Task requirements: Output everything in the listing exactly, with no line missing.

Excerpted records:

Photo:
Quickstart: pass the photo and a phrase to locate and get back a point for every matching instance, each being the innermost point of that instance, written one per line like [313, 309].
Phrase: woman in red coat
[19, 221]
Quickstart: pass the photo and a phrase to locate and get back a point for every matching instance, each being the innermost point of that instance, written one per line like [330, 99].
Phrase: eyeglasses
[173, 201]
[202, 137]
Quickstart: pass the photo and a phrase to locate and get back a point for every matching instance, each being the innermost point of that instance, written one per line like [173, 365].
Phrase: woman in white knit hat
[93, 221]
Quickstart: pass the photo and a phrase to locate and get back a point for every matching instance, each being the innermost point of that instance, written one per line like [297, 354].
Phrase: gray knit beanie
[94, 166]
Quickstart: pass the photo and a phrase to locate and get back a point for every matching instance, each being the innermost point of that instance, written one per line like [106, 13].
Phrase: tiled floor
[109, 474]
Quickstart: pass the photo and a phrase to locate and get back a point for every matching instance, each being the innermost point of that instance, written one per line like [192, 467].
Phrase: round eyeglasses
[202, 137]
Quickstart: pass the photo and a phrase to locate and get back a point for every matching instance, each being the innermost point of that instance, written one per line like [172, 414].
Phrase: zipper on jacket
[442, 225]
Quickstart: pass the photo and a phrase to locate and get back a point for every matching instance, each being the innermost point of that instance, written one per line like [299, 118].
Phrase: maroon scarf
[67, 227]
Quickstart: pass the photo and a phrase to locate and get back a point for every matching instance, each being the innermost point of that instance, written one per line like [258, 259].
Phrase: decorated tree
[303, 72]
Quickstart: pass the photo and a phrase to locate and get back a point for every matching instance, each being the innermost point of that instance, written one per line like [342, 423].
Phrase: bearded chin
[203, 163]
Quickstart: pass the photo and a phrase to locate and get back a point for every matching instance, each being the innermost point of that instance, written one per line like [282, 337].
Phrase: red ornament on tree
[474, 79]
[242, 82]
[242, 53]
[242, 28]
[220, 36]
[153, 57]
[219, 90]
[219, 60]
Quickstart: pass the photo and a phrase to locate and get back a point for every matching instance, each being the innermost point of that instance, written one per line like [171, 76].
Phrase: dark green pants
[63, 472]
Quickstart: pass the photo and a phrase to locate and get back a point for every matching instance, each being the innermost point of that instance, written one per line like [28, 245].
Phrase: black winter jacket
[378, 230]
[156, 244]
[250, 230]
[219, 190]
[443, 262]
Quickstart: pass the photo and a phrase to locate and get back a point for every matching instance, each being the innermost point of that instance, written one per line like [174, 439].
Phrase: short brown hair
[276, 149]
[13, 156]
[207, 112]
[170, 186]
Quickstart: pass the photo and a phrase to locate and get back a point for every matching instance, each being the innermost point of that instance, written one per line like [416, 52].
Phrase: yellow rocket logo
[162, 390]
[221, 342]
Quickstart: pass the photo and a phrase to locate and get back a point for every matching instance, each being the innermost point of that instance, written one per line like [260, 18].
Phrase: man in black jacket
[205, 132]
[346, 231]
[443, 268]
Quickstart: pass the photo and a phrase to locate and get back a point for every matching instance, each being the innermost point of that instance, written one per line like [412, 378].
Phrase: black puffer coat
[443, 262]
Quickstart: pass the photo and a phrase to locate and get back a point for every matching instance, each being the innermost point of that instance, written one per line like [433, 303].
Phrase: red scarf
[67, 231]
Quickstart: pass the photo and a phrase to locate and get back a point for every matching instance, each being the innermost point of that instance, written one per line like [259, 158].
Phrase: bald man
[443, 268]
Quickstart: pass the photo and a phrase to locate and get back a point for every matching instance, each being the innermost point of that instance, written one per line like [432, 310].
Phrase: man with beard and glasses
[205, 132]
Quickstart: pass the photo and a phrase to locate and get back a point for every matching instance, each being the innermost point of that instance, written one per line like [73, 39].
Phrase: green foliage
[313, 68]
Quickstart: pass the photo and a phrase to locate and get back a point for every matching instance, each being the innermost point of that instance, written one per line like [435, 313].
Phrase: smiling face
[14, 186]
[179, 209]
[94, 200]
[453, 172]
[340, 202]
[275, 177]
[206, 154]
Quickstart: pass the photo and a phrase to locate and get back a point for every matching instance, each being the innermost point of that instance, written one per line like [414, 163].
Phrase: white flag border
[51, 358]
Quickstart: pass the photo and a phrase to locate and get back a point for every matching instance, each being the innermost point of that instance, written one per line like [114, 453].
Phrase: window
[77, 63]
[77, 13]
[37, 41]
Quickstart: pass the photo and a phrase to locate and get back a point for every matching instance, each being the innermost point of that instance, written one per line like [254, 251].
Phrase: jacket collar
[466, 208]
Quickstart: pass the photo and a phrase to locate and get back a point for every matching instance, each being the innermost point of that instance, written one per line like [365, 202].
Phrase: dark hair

Response area:
Photo:
Quickstart: pass the photo and a phrase to locate and get back a point for every matching instance, each being the innermost point of that instance, written one per line like [313, 309].
Phrase: woman in red coat
[19, 221]
Quickstart: pass the photo and a phrase to locate and get back a point for every matching instance, each being the innermost point of that instance, written one per line like [330, 99].
Phrase: eyeglasses
[173, 201]
[202, 137]
Quickstart: pass the photo and a phrase to locate and get back a point for every matching instance, each being the innermost point of that instance, written one per line like [173, 365].
Phrase: woman in white knit hat
[93, 221]
Quickstart: pass the photo and a phrase to locate and get back a point for every matching instance, each being the innermost point of that instance, written one per line like [297, 354].
Phrase: gray knit beanie
[94, 166]
Quickstart: pass the photo and a phrase to locate and get back a point for every matching instance, each being the innermost point of that instance, written one per line like [106, 13].
Phrase: tiled floor
[109, 474]
Quickstart: pass the photo and a phrase to locate and get back a point for every matching instance, each being the innermost point of that instance, written one per line like [192, 467].
Phrase: round eyeglasses
[202, 137]
Quickstart: pass the photo and a phrase to locate and get back a point for every matching instance, each being the innermost point of that instance, written one per line like [172, 414].
Phrase: zipper on jacket
[442, 225]
Quickstart: pass the photo and a phrase to locate and get back a point for every matching instance, each being the innermost point of that instance, written one per line like [299, 118].
Phrase: maroon scarf
[67, 227]
Quickstart: pass the photo and a phrase to locate and get back a point for every matching instance, each being the innermost point of that instance, written one per line like [258, 259].
Phrase: decorated tree
[303, 72]
Quickstart: pass the photo and a phrase to locate and get back a point for every matching instance, each being the innermost point of that instance, written one per line like [342, 423].
Phrase: bearded chin
[203, 163]
Quickstart: pass the photo and a phrase to locate and get back a point for every matching instance, each being the innermost point of that instance, written one per line like [282, 337].
Phrase: red ornament on tree
[474, 79]
[242, 82]
[242, 53]
[242, 28]
[220, 36]
[153, 57]
[219, 90]
[219, 60]
Quickstart: pass the photo and a phrase to locate and get back a point for every matching instance, each being the innermost point of that instance, written one per line like [171, 76].
Phrase: dark green pants
[63, 472]
Quickstart: pass the photo and a phrase to locate and get back a point for every matching instance, each being the innermost point of that instance, written one per line like [28, 245].
Phrase: black winter jacket
[378, 230]
[156, 244]
[250, 230]
[219, 190]
[443, 262]
Quickstart: pass the photo and a phrase to locate and get back a point for every matching instance, each being the innermost point of that instance, written one per line like [174, 439].
Phrase: short brown hair
[276, 149]
[13, 156]
[207, 112]
[170, 186]
Quickstart: pass the photo and a phrase to locate and get back a point for every matching instance, each being the innermost point of that instance, written one per line like [416, 52].
Phrase: yellow rocket logo
[162, 390]
[221, 342]
Quickstart: pass the photo and a phrase to locate and get back a point for every matching instance, each being the innermost point of that instance, written one per line like [260, 18].
Phrase: man in black jacket
[205, 132]
[346, 231]
[443, 268]
Quickstart: pass the photo and a phrase to locate and get back a point for every matching instance, each being the innermost point of that instance, written one per line like [412, 378].
Phrase: black puffer coat
[443, 262]
Quickstart: pass the photo and a phrase to locate and get back a point for every matching instance, each being the innermost point of that instance, written one per line like [433, 303].
Phrase: red scarf
[67, 231]
Quickstart: pass the photo and a phrase to locate and get back a point for every matching instance, each being the innermost point of that instance, written one per line like [259, 158].
Phrase: bald man
[443, 268]
Quickstart: pass the photo and a phrase to locate and get back a point for every matching instance, each being the innermost point of that instance, written one per line like [432, 310].
Phrase: man with beard and glasses
[205, 132]
Quickstart: pass the photo and a phrase to locate and get back a point for every matching instance, each being the innermost point of that instance, written one per line like [73, 39].
Phrase: green foliage
[313, 68]
Quickstart: pass the photo and a phrase to locate and get back a point for every matching instance, each being the innermost point of that instance, written one per line like [435, 313].
Phrase: smiling face
[14, 186]
[179, 209]
[94, 200]
[453, 172]
[340, 202]
[275, 177]
[206, 154]
Quickstart: pass the photo and a phrase to locate and get back a point for every matching instance, each being the innermost point of that instance, written one per line like [414, 163].
Phrase: white flag border
[51, 358]
Quickstart: pass the photo and a phrase to locate and get back a point for every matching instance, each being the innermost point of that instance, written one per line like [114, 453].
Phrase: window
[77, 63]
[77, 13]
[37, 41]
Quickstart: pass the photo and a phrase to locate and get back a point for every matching instance, each being the innermost point of that instance, written one per line like [254, 251].
Phrase: jacket collar
[466, 208]
Quickstart: pass the photo and a phrase to locate and get back a point for every matching instance, each being the innermost point of that instance, written one per line like [365, 202].
Phrase: dark hair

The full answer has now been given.